### Task instructions:
Go through the data and copy each line where the word "below" shows up.

══ Task data

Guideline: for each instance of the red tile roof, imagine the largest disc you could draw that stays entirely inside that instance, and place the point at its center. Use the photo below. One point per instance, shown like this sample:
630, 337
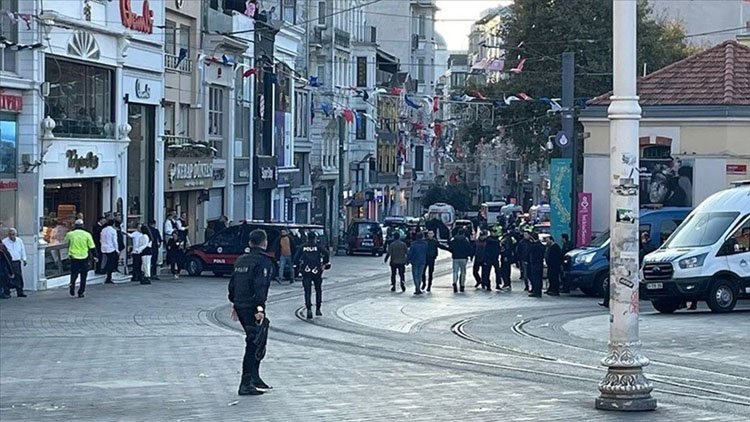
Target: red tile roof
717, 76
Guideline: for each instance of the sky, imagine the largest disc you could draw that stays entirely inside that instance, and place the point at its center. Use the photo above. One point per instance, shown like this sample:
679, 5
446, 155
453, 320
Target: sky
456, 16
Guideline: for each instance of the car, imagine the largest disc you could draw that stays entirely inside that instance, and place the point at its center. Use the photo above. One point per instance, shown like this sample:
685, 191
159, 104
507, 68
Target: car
707, 258
365, 236
219, 253
587, 268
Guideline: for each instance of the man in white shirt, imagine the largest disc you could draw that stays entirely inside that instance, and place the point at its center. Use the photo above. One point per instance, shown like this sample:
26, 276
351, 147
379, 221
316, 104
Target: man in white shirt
18, 258
109, 250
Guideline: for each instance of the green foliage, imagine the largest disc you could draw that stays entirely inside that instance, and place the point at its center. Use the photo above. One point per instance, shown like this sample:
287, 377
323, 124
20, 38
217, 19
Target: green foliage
540, 31
459, 196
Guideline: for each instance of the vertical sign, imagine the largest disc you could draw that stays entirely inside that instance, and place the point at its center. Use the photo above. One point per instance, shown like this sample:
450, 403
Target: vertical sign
583, 235
560, 198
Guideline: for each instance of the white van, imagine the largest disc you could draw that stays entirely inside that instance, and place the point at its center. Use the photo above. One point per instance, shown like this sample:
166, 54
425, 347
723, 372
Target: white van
707, 258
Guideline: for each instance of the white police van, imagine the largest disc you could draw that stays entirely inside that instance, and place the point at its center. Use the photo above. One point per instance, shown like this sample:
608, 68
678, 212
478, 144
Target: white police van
706, 259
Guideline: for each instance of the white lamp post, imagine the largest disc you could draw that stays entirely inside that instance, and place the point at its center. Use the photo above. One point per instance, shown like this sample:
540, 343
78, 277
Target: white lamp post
624, 387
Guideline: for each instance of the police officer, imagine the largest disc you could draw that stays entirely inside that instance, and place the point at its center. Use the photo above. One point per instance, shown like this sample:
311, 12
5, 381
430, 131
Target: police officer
311, 259
248, 291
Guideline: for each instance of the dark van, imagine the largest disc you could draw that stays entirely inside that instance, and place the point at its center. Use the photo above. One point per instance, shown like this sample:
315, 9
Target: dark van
365, 236
587, 268
219, 252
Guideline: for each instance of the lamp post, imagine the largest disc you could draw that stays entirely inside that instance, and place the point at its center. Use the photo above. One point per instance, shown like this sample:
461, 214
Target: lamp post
624, 388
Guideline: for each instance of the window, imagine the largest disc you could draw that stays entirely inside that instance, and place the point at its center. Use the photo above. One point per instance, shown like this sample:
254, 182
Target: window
321, 13
80, 99
9, 31
362, 72
361, 125
419, 158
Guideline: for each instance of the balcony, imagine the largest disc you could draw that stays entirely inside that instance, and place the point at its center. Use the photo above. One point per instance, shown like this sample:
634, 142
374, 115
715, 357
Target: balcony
170, 62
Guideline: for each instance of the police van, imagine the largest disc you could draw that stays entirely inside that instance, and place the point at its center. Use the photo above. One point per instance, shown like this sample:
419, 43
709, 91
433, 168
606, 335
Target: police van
706, 259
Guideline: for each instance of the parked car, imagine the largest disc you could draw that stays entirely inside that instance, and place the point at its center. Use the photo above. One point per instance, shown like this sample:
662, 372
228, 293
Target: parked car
706, 259
587, 268
219, 253
364, 236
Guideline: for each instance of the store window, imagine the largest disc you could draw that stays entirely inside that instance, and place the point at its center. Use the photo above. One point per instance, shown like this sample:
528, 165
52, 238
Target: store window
9, 33
80, 99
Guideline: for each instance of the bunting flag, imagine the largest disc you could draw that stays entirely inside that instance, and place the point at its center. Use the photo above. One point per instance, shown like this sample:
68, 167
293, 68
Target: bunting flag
518, 69
411, 103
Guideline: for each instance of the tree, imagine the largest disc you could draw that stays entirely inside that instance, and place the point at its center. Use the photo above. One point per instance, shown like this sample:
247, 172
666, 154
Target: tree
539, 31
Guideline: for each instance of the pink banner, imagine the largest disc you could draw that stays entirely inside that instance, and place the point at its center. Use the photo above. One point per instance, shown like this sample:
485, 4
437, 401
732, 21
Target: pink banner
583, 237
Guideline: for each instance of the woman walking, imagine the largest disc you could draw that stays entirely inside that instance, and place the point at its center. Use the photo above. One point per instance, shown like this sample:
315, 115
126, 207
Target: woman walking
175, 254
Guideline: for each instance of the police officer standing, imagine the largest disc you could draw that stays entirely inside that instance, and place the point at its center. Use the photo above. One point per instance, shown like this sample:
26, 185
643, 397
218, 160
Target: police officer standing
248, 291
311, 259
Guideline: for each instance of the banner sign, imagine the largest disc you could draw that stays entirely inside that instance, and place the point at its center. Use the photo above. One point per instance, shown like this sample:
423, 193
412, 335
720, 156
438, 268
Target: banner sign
583, 236
561, 184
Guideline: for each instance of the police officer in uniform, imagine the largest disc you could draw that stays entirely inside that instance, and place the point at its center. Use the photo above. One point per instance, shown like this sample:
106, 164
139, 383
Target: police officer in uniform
311, 259
248, 291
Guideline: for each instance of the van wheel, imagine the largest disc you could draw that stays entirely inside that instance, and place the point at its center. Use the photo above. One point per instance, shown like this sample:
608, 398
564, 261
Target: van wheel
194, 267
722, 296
666, 306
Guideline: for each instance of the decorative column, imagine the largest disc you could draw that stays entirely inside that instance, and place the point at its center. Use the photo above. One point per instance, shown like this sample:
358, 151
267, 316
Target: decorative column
624, 388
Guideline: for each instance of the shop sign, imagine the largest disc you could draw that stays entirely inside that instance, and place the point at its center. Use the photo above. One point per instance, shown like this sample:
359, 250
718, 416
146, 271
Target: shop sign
738, 169
131, 20
187, 174
79, 162
9, 102
265, 172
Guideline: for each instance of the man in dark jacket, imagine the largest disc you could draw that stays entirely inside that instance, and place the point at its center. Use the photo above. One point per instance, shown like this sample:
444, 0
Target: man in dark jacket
248, 291
522, 253
312, 259
492, 258
397, 252
432, 253
553, 257
460, 248
418, 259
536, 265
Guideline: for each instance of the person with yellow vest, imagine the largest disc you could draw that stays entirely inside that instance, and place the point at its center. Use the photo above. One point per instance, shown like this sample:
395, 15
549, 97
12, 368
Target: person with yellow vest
81, 248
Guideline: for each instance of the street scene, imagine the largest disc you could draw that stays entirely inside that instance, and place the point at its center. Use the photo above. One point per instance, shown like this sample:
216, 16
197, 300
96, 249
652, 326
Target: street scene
350, 210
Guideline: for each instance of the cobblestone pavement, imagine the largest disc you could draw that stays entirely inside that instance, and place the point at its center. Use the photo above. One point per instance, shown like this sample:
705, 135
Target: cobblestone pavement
168, 352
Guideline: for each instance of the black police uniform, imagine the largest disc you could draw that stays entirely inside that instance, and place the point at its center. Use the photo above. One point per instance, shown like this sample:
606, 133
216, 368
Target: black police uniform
248, 289
311, 258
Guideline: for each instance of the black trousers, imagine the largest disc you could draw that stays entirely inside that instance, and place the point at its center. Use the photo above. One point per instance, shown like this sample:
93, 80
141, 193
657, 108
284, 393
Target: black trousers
307, 282
79, 268
553, 274
429, 271
17, 281
250, 362
536, 272
505, 268
137, 268
401, 269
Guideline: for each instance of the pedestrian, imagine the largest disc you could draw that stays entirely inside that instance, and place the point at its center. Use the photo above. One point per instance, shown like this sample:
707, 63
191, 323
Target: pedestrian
432, 254
17, 252
553, 256
492, 257
284, 250
522, 253
479, 268
156, 242
417, 258
312, 259
248, 292
536, 265
175, 254
108, 250
81, 249
460, 248
6, 272
96, 233
397, 252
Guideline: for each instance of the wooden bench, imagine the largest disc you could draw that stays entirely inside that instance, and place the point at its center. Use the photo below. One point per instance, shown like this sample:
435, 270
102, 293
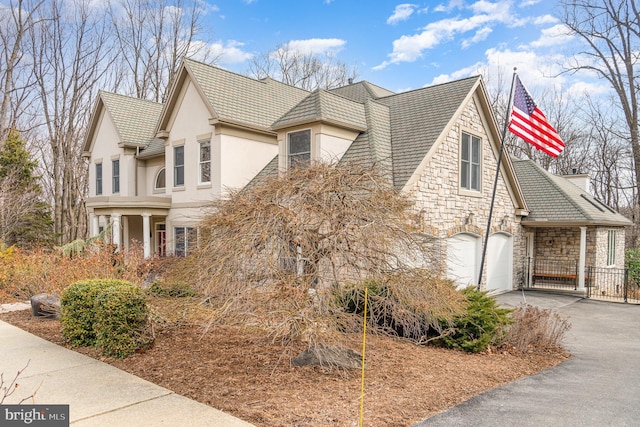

════

### Response for this exercise:
Guideline: for each instance of the red tile roof, imagine the largest disc you could draw that stays entirely inside that instance, and place the point at its center. Use the photo below. One point per instance, shown like this sample:
Guideline: for each instance of the wooden bench, imagine the largest disc you could draw that stays entirely inside that instance, and place the point at its center. Use the photo below. One point per instance, shown like this sample:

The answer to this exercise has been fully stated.